Y las encuestas muestran que ha trepado sobre el impulso emotivo de millones de venezolanos que se beneficiaron de los planes sociales del chavismo y anticipan que vencerá cómodamente a Henrique Capriles, líder de un bloque opositor de centro con quien ha sostenido un agrio intercambio de acusaciones.
Maduro dio un giro de 180 grados en su habitual celo por mantener la intimidad familiar y mostró al público a su hijo y habló de sus dos nietas, como lo hacía Chávez, y sacó a la luz su pasado roquero como guitarrista.
El sueño socialista encarnado
El mantra «Yo no soy Chávez» que repiquetea en cada discurso del candidato oficialista es siempre seguido de la afirmación de que nadie está mejor posicionado que él para perpetuar el heterogéneo ideario del líder muerto el 5 de marzo.
«Aquí está Nicolás, de pie. El hijo de Chávez, listo para ser presidente», dijo en un acto reciente, desatando el delirio de una multitud que enarbolaba carteles con la imagen de Chávez.
Su gran reto es mantener las corrientes oficialistas unidas para las elecciones y hacer cumplir la orden de Chávez en sus últimas declaraciones públicas: voten por Maduro.
Su historia personal condensa el sueño posible de un trabajador en la primera magistratura: con el título de bachiller bajo el brazo, Maduro comenzó a manejar buses del sistema del Metro de Caracas antes de convertirse en sindicalista, militante, cuadro político y hasta canciller del país caribeño.
Pronto mostró su lealtad con el naciente chavismo, a la postre una de las principales credenciales para su ascenso.
En los primeros años de la década de 1990, junto a su pareja la abogada Cilia Flores -que fue diputada y procuradora-, salió a las calles para pedir la libertad del entonces teniente coronel Chávez, encarcelado tras un fallido golpe de Estado.
Identificado con ideas de izquierda y antiestadounidenses, su desembarco pleno en la política llegaría unos años después con Chávez ya en el poder. Formó parte de la Asamblea Constituyente que redactó una nueva carta magna en 1999 y llegó a convertirse en presidente del Parlamento.

Tareas del ejercicio:
[A] Repite sin cambios el fragmento del texto sobre Maduro que empieza en "El sueño socialista" y continúa hasta "5 de marzo.".
[B] Indica si cada afirmación coincide con el texto sobre Maduro y cita las palabras del texto que lo deciden: (i) Maduro condujo buses del Metro de Caracas; (ii) Cilia Flores fue diputada y procuradora; (iii) las encuestas anticipan que Capriles vencerá a Maduro.

Datos proporcionados:
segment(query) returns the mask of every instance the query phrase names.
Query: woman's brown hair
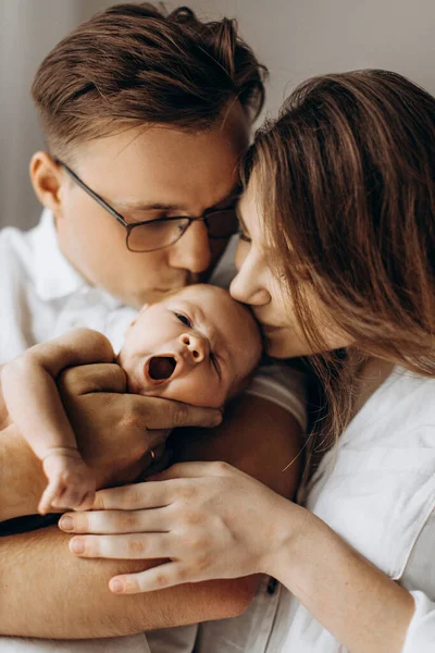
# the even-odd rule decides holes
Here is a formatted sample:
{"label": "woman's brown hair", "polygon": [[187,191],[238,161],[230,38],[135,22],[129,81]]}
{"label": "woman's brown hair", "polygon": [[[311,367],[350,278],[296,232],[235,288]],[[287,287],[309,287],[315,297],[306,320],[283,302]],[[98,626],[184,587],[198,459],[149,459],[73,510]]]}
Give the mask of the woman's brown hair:
{"label": "woman's brown hair", "polygon": [[337,435],[347,366],[326,350],[311,293],[360,352],[435,375],[435,99],[387,71],[309,79],[258,132],[252,171],[272,264],[322,352]]}
{"label": "woman's brown hair", "polygon": [[32,87],[49,149],[147,123],[209,128],[238,98],[253,121],[265,67],[235,21],[201,22],[186,7],[115,4],[79,25],[46,57]]}

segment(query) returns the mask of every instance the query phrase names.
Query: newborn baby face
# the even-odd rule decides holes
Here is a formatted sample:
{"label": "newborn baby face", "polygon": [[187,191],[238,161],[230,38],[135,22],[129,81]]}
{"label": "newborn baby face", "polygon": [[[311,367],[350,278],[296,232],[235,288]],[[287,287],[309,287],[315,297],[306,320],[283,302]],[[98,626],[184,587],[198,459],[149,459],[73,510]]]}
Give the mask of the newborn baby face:
{"label": "newborn baby face", "polygon": [[192,285],[141,309],[119,364],[132,393],[217,408],[260,355],[249,310],[227,291]]}

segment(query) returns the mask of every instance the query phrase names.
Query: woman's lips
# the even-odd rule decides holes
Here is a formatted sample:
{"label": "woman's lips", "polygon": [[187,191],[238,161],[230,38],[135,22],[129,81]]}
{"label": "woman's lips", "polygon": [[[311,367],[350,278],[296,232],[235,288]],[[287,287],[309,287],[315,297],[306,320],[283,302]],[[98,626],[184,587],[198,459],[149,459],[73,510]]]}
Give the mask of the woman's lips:
{"label": "woman's lips", "polygon": [[281,331],[283,329],[283,326],[274,326],[273,324],[265,324],[264,322],[261,322],[260,324],[261,324],[261,330],[265,334],[276,333],[276,331]]}

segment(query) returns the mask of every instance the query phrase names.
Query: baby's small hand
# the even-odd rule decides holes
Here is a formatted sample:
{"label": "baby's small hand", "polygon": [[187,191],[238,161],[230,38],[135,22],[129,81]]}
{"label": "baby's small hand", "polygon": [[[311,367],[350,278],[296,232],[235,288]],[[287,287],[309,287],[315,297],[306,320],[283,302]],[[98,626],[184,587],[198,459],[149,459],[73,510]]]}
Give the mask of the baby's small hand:
{"label": "baby's small hand", "polygon": [[95,476],[78,451],[55,447],[44,458],[42,465],[49,483],[38,506],[41,515],[66,508],[88,510],[92,506]]}

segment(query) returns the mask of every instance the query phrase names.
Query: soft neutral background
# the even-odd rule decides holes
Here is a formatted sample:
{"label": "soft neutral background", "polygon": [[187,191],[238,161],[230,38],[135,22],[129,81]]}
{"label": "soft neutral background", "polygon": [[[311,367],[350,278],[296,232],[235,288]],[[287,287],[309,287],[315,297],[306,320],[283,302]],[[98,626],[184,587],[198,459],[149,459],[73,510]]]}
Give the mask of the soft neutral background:
{"label": "soft neutral background", "polygon": [[[108,0],[0,0],[0,226],[39,215],[28,160],[42,146],[29,99],[44,56]],[[167,0],[172,9],[182,4]],[[434,0],[186,0],[202,17],[236,17],[271,72],[266,111],[308,76],[358,67],[402,73],[435,95]]]}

Respuestas:
[A]
El sueño socialista encarnado
El mantra «Yo no soy Chávez» que repiquetea en cada discurso del candidato oficialista es siempre seguido de la afirmación de que nadie está mejor posicionado que él para perpetuar el heterogéneo ideario del líder muerto el 5 de marzo.

[B]
(i) Sí: "Maduro comenzó a manejar buses del sistema del Metro de Caracas".
(ii) Sí: "la abogada Cilia Flores -que fue diputada y procuradora-".
(iii) No: "anticipan que vencerá cómodamente a Henrique Capriles".